** START OF EXTRACT TO READ **

Crahan Denton (pronunciation: "kran"; born Arthur Crahan Denton; March 20, 1914 – December 4, 1966) was an American stage, film and television actor. One of his most famous film roles was in To Kill a Mockingbird (1962), in which he portrays "Walter Cunningham," a client of the main character, lawyer Atticus Finch. He acts as the leader of a mob that attempts to lynch another of Finch's clients.

He had a number of roles in Broadway plays and won an Outer Critics Circle Award for Best Performances in Supporting Roles for 1954-1955 for his work in Bus Stop (1955).

Early years 
Named Arthur Crahan Denton, he was the son of Arthur P. Denton (born in New York) and his wife May (née Graham) (born in Montana). The son Denton was born in Seattle, Washington, United States. He and his parents later moved to Piedmont, California, surrounded by the city of Oakland.

After graduating from local schools, Denton studied drama at the University of California, Berkeley. He moved to New York City, where he studied at the Neighborhood Playhouse School of the Theatre. In his acting career, Denton used his middle name "Crahan", an Irish surname in his family, as his first name.

Career 
Denton was active in Little Theater productions during his time as a student at the University of California, Berkeley.

In New York, he gradually gained stage roles, with Broadway credits including Key Largo (1940), Liberty Jones (1941), Fragile Fox (1954), Bus Stop (1955), Orpheus Descending (1957), and Winesburg, Ohio (1958).

From 1945 until his death in 1966, Denton also starred in many films, including The Great St. Louis Bank Robbery (1959) with Steve McQueen in his first leading film role, The Parent Trap (1961) with Maureen O'Hara and Brian Keith, Birdman of Alcatraz (1962) with Burt Lancaster, To Kill a Mockingbird (1962) with Gregory Peck, and Bus Riley's Back in Town with Ann-Margret and Michael Parks.

During May 1952 he starred as Abraham Lincoln in an episode of American Inventory that was a preview of a pilot for a proposed series.

** END OF EXTRACT TO READ **
** START OF INFORMATION SHOWN **

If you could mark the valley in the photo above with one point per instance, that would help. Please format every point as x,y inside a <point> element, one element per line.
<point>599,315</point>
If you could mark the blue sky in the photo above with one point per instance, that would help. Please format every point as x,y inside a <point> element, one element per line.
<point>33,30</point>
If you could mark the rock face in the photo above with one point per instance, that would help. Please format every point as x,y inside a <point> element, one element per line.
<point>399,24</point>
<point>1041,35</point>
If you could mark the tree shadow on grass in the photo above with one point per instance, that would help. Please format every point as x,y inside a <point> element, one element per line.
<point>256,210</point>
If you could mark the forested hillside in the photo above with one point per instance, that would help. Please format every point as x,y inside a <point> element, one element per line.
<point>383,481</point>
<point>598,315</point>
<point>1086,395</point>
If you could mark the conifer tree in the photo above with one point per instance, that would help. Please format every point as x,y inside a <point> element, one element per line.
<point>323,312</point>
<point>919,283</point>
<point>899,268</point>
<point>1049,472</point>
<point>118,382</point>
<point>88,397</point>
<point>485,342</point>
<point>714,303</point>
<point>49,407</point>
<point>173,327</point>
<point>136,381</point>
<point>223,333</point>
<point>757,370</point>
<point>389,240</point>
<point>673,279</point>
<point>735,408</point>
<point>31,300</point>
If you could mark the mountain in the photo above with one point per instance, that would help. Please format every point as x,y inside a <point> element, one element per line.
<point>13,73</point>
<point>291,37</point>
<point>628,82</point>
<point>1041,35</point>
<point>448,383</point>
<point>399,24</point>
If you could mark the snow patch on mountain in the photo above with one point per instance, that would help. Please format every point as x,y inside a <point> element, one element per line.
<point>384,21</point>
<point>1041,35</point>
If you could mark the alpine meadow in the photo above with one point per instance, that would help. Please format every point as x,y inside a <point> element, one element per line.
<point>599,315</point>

** END OF INFORMATION SHOWN **

#### DIRECTION A:
Put the entries into a numbered list, from the line containing "If you could mark the snow" through the end of the entries, leaving out any blank lines.
#### DIRECTION B:
Write what comes next in the piece on the actor Crahan Denton, starting after its final sentence.

#### EXERCISE RESPONSE A:
1. If you could mark the snow patch on mountain in the photo above with one point per instance, that would help. Please format every point as x,y inside a <point> element, one element per line.
2. <point>384,21</point>
3. <point>1041,35</point>
4. If you could mark the alpine meadow in the photo above with one point per instance, that would help. Please format every point as x,y inside a <point> element, one element per line.
5. <point>599,315</point>

#### EXERCISE RESPONSE B:
He also performed as a guest star in many television series, including Bonanza (1961 episode "The Secret"), Alfred Hitchcock Presents, Gunsmoke (as “Clint”, a homicidal cold blooded outlaw in the S7E11 episode “Apprentice Doc” & as “”Walker”, a murderer whose guilt eats away at him in the S8E24 episode “Blind Man’s Bluff”), Have Gun Will Travel with Richard Boone, The Fugitive with David Janssen, and The Donna Reed Show (1962 episode "Once Upon a Timepiece").

In 1960, he co-starred in an unsold pilot titled, Mountain Man, about a Rocky Mountain fur trading station in the 1840s. Denton made two guest appearances on the CBS courtroom drama series Perry Mason with Raymond Burr. He played murder victim Frank Jarrett in the 1960 episode, "The Case of the Nimble Nephew", and the role of Templeton Cortland in the 1961 episode, "The Case of the Missing Melody".

In 1963 Denton appeared as John Lewis on The Virginian in the episode "Run Away Home."

Personal life 
Denton married Eleanor Brown in 1955 in New York City.

Death 
In 1966, Denton died after suffering a heart attack in Piedmont, California. He was 52 years old.

Recognition and honors
Denton won an Outer Critics Circle Award for Best Performances in Supporting Roles for 1954-1955 for his work in Bus Stop (1955).

Filmography

References

External links

1914 births
1966 deaths
Male actors from Washington (state)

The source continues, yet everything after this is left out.